DIRECTION A:
Find every line in the records that contains the word "cork" and copy each of those lines.
:::::
# upgrading Asus p4p800 se memory



## SwpDevil (Nov 8, 2007)

TheMatt, is that currently the best Ram memory there is for this motherboard since I have the same one. I'm a big gamers and constantly playing games hours after hours but I only have 1gb of ram and a 3.2ghz Intel p4.

I have 2 computers. The one with the Asua p4p800 se motherboard which i obtained a long long time. I want to upgrade to give it 4gb. But I want to supply the best ram memory stick possible regardless of the cost of the memory stick. As long it's 100% or very close to 100% compatibility.

I also plan on upgrading my processor and graphic card as well, but i'm totally lost on which graphic card and processor its compatible with.

I'm not sure if the motherboard can hold the 756mb graphic card or a Core 2 processor. Do you know if it's compatible with Duo or Quad core?


----------



## dai (Jul 2, 2004)

it's not compatible with the core line of proccessors
it's a 478 
cores are 775 m/b
p4 up to 3.2g there may be a bios update to take it higher
click on the memory configorator and put in your details
http://www.corsair.com/#


----------



## SwpDevil (Nov 8, 2007)

How do I update bios?

I really want to upgrade my computer while still using the Asus P4P800 SE motherboard to it's fully extent.
:::::
DIRECTION B:
List the computer components that SwpDevil says they plan to upgrade in the forum thread about upgrading the Asus P4P800 SE.

EXTRACTED ENTRIES:
:::::
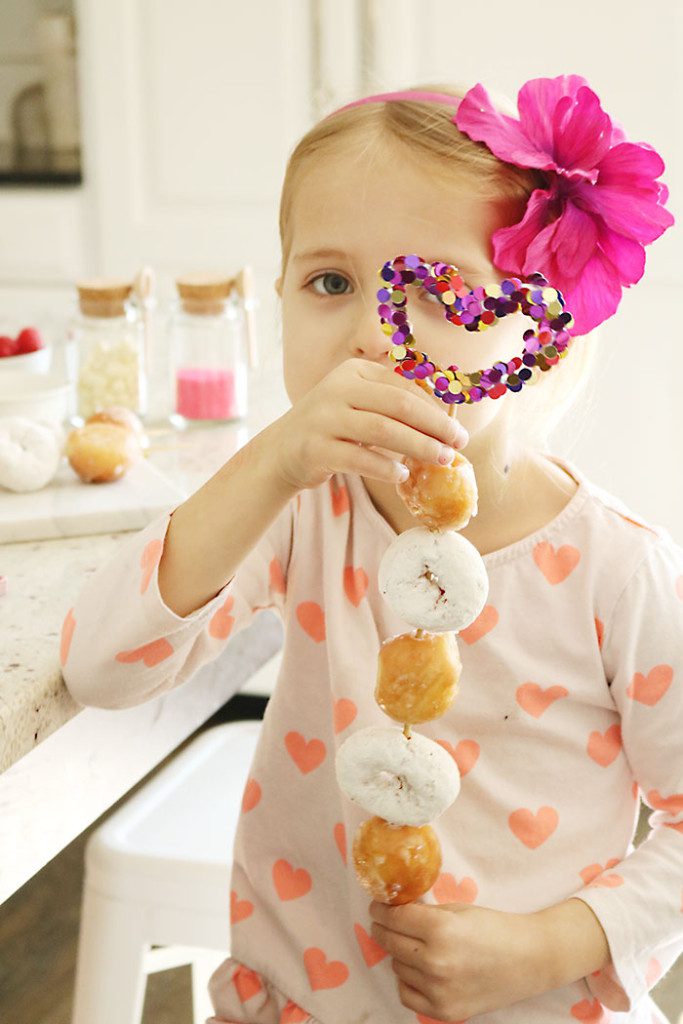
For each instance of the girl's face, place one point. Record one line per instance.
(353, 212)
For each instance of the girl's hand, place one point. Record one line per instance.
(357, 404)
(456, 961)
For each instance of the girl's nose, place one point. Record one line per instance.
(367, 339)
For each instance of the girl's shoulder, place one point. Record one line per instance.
(623, 531)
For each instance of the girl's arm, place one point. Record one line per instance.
(132, 635)
(212, 532)
(638, 901)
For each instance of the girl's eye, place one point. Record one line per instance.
(336, 281)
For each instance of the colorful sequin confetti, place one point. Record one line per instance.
(475, 310)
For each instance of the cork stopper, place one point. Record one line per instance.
(203, 293)
(103, 296)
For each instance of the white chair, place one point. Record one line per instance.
(157, 872)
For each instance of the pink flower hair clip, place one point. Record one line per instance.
(587, 231)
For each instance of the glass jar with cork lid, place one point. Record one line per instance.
(210, 334)
(108, 346)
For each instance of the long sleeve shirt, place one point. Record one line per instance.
(569, 711)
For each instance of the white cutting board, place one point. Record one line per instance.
(70, 508)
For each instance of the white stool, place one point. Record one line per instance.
(157, 872)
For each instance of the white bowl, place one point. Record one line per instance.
:::::
FINAL ANSWER A:
For each instance of the cork stopper, place one point. Record one line per instance.
For each instance of the glass jar with cork lid, place one point. Record one line per instance.

FINAL ANSWER B:
- RAM memory
- Processor
- Graphic card